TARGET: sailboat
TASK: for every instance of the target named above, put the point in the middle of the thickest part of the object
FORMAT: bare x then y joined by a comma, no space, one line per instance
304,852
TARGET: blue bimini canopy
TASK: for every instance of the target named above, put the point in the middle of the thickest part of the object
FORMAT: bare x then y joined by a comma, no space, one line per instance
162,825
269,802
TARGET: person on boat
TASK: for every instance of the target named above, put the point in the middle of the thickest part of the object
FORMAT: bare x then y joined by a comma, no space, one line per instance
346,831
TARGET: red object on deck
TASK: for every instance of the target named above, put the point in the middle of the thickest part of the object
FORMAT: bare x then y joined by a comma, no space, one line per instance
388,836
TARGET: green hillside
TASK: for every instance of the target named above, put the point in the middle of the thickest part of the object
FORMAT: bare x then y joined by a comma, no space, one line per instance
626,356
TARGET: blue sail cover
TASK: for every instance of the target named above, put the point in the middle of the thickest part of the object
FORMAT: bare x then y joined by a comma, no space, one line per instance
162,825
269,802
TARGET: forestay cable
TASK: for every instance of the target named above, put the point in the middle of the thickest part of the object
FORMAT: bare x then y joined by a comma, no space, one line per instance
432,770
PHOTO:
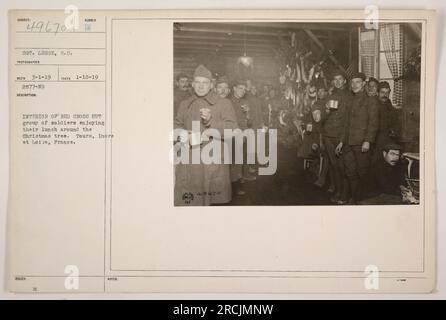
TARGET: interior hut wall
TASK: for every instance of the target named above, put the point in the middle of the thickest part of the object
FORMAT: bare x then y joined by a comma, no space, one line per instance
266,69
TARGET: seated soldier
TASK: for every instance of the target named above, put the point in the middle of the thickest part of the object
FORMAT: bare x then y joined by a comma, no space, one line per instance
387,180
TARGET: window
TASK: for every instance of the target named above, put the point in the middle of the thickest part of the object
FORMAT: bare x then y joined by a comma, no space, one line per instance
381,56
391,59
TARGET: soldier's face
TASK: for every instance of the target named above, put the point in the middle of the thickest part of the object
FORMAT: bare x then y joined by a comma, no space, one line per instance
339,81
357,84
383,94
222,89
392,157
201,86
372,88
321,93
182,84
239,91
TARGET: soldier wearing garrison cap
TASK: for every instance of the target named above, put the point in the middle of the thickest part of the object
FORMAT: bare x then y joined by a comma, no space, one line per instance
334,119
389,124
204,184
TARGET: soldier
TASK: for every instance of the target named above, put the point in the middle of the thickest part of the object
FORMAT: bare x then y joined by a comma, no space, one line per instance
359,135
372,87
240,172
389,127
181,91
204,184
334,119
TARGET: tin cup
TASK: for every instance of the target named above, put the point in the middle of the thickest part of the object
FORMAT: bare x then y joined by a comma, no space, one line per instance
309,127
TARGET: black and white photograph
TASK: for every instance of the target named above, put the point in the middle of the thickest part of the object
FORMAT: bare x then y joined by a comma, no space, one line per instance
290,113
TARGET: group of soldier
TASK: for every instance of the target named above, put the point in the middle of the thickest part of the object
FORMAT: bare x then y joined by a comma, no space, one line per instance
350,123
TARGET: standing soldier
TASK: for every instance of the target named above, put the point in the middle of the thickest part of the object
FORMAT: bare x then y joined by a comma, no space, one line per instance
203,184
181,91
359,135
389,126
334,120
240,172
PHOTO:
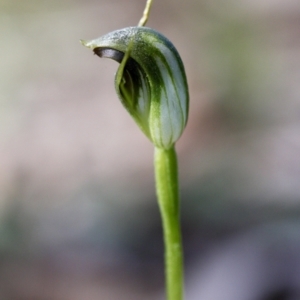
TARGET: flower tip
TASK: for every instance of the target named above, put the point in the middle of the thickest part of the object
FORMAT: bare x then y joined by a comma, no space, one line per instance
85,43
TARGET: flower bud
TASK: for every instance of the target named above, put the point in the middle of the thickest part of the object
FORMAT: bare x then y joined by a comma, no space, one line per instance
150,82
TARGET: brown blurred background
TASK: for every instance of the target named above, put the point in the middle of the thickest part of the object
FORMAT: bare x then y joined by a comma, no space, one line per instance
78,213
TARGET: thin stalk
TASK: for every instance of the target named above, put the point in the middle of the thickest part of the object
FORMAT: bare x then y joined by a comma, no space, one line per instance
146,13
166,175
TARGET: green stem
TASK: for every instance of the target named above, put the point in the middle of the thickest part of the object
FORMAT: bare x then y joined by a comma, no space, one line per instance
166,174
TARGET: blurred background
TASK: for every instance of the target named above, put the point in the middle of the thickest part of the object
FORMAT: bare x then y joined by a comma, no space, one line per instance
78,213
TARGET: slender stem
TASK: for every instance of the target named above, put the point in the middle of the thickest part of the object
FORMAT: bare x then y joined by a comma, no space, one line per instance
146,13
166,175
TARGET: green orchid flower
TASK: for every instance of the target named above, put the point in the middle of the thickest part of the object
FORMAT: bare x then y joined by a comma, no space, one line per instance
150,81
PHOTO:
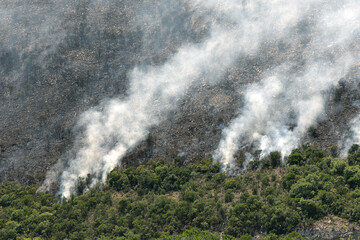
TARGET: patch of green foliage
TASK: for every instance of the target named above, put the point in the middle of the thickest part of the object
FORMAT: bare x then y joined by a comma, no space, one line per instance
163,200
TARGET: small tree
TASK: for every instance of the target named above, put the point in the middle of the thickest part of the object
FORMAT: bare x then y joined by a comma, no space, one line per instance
++++
Action item → Restate the listing exactly, starting at its first line and ending at the line where "TARGET: person on boat" occurs; include both and no other lines.

Answer →
TARGET: sailboat
TASK: for every instance of the target named above, put the point in the middle of the thickest part of the object
FORMAT: bare x then y joined by a comma, no space, one line per instance
304,852
TARGET: blue bimini canopy
TASK: for every instance of the target named above, put the point in the middle of the thickest part of the object
FORMAT: bare x then y joined by a comma, no space, one line per instance
162,825
269,802
TARGET: person on boat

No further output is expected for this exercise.